*WHAT IS REQUIRED:* Can you reproduce word for word everything in the entries below, from the line containing "In this exercise you will indicate the black suit" down to the line containing "[(322, 309)]", with both of those lines included?

*DATA LISTING:*
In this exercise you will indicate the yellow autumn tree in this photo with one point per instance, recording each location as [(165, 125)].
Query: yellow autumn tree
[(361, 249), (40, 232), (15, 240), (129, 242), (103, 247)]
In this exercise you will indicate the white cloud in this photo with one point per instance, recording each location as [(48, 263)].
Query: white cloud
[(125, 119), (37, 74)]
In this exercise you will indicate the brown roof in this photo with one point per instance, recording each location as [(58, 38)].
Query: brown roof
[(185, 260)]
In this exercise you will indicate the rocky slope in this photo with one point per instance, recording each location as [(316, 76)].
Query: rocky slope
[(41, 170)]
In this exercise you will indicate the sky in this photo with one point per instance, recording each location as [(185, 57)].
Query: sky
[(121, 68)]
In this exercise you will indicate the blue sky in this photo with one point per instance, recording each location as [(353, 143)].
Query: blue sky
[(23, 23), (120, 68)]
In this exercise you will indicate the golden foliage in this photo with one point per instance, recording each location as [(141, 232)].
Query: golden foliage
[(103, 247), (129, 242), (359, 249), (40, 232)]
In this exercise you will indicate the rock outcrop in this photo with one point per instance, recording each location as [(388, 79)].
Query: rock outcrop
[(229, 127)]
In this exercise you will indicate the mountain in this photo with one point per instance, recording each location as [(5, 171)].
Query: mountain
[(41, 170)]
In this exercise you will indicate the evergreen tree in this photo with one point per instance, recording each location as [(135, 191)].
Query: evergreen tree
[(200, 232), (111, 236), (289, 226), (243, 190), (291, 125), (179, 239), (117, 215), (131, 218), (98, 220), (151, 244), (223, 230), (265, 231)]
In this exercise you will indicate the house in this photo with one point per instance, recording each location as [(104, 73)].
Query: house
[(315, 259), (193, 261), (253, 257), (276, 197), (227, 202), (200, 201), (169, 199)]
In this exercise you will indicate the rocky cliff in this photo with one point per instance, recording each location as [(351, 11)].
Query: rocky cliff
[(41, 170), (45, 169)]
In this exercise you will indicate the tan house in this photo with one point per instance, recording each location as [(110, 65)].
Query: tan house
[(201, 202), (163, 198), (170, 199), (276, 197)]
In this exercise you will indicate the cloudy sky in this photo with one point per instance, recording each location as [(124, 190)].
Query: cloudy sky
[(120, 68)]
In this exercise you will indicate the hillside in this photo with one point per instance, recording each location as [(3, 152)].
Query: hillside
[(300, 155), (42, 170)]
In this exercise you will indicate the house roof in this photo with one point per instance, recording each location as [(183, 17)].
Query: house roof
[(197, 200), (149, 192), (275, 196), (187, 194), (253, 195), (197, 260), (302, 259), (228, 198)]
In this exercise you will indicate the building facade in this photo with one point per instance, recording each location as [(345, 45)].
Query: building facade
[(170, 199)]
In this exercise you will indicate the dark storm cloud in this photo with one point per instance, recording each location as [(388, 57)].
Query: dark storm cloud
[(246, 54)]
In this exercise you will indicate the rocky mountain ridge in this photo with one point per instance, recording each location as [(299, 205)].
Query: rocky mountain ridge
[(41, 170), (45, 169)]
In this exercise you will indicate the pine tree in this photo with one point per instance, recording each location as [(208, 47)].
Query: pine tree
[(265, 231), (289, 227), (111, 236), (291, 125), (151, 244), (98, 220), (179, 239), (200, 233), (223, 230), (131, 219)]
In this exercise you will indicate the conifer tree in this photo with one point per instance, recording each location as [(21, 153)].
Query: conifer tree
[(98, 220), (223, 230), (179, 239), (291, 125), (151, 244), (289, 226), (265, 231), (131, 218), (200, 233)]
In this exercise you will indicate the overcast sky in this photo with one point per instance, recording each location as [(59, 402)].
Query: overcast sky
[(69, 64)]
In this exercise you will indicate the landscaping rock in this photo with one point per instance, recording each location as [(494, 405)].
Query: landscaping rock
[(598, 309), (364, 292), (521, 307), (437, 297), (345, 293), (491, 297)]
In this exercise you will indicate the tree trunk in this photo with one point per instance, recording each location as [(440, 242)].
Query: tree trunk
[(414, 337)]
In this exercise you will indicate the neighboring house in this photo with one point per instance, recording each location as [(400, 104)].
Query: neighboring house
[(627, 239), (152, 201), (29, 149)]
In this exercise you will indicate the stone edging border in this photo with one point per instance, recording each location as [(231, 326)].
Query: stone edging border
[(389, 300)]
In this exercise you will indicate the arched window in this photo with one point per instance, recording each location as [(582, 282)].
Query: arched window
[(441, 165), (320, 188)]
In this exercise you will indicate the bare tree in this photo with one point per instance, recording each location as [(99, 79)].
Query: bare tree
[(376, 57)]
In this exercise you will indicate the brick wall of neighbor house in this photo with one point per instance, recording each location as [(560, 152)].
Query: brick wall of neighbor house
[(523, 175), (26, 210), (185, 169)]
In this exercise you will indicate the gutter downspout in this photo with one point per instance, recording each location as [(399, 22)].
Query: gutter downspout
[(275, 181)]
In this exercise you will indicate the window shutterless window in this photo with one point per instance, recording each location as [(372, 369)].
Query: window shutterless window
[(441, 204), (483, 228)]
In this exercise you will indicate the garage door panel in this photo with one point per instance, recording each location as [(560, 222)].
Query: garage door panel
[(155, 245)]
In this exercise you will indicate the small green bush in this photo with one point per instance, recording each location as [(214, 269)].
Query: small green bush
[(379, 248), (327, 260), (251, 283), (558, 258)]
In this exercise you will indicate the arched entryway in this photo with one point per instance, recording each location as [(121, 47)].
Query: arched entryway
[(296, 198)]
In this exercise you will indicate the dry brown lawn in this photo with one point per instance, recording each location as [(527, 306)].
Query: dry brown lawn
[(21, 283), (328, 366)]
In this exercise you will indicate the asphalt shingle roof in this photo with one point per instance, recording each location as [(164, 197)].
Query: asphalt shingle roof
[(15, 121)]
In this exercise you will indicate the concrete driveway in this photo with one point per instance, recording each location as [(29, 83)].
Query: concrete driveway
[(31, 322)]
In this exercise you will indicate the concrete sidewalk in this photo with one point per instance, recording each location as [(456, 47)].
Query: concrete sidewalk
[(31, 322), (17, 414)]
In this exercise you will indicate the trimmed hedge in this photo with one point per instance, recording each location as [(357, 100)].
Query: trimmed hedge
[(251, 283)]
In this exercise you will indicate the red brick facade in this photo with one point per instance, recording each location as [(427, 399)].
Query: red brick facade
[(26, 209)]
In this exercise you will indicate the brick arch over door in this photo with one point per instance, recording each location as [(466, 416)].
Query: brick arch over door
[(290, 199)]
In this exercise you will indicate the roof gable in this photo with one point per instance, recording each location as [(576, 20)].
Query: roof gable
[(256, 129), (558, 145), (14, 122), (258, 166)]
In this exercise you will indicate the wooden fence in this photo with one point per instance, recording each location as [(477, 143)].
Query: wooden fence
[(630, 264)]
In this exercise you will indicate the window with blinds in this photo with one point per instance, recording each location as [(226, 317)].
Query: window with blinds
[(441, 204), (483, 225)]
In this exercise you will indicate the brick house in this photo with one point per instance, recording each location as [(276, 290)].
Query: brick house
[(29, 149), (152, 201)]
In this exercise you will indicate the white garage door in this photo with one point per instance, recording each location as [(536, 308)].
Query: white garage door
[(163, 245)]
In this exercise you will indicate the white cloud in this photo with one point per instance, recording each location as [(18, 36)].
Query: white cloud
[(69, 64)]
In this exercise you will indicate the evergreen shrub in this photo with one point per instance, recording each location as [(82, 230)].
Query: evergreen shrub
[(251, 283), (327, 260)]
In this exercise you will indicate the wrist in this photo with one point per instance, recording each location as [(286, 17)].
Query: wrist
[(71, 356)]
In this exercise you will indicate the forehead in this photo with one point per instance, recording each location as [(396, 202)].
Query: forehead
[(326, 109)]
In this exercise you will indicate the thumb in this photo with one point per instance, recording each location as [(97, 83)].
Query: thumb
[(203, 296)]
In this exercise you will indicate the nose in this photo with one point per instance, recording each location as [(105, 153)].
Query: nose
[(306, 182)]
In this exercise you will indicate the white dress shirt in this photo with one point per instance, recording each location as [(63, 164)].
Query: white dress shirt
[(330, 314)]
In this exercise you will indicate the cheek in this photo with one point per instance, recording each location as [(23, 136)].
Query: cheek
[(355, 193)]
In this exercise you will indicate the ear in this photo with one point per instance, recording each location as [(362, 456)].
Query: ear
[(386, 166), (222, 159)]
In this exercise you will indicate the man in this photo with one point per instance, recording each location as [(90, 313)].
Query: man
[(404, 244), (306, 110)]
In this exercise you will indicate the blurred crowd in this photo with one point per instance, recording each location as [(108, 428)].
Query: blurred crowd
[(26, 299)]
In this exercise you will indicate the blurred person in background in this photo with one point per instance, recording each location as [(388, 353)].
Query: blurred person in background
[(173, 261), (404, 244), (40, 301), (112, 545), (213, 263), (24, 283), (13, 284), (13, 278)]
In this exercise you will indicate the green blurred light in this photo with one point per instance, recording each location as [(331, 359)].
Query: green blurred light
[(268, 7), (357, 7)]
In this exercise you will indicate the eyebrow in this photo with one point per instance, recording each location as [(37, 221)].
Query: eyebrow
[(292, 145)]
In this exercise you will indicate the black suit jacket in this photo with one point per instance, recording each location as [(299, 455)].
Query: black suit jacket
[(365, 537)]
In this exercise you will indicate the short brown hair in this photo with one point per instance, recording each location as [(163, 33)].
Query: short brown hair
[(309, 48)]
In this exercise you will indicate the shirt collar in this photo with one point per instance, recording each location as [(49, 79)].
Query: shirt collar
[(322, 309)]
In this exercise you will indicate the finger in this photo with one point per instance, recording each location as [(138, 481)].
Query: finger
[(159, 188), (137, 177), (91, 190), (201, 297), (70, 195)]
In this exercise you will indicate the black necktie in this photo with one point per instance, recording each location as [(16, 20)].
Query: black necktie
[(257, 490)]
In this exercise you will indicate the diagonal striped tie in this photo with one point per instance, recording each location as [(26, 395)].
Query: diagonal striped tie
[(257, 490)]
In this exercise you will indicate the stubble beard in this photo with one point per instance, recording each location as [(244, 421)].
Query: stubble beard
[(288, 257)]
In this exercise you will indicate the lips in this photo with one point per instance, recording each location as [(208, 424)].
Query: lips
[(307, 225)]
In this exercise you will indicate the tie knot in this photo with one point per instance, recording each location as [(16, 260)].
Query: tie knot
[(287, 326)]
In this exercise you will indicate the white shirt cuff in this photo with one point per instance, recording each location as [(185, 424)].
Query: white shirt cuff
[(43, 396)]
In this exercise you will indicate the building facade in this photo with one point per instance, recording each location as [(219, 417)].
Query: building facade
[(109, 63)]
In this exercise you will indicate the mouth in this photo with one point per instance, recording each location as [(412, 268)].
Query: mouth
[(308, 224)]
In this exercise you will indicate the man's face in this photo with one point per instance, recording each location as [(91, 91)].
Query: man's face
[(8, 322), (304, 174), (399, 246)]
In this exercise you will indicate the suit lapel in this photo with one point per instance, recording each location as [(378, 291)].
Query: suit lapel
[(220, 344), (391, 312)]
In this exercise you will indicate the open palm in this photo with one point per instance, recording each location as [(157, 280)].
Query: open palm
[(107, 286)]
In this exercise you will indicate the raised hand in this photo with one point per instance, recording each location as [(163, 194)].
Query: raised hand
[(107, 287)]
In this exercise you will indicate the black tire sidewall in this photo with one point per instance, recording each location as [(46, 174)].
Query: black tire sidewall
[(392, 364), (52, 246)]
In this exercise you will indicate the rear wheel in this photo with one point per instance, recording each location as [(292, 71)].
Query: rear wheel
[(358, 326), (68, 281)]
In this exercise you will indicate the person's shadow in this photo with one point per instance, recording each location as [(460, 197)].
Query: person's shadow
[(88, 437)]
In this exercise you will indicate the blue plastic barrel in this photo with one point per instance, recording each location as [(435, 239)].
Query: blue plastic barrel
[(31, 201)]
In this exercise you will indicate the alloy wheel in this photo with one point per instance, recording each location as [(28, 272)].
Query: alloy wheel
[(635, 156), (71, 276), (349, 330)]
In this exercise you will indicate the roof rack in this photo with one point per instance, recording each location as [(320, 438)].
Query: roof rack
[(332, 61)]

*COMPLETED TASK:*
In this exercise you will indicate the black suit jacket in this photo with one point per instance, recording each location as [(299, 455)].
Query: black suit jacket
[(365, 537)]
In this exercise you will indicate the short brown hair in this photo with one point per instance, recording each location as [(163, 33)].
Query: short brown hair
[(309, 48)]
In this exercise you will indicate the shirt collar in this photo with one point per instance, recording each location as [(49, 79)].
Query: shirt collar
[(322, 309)]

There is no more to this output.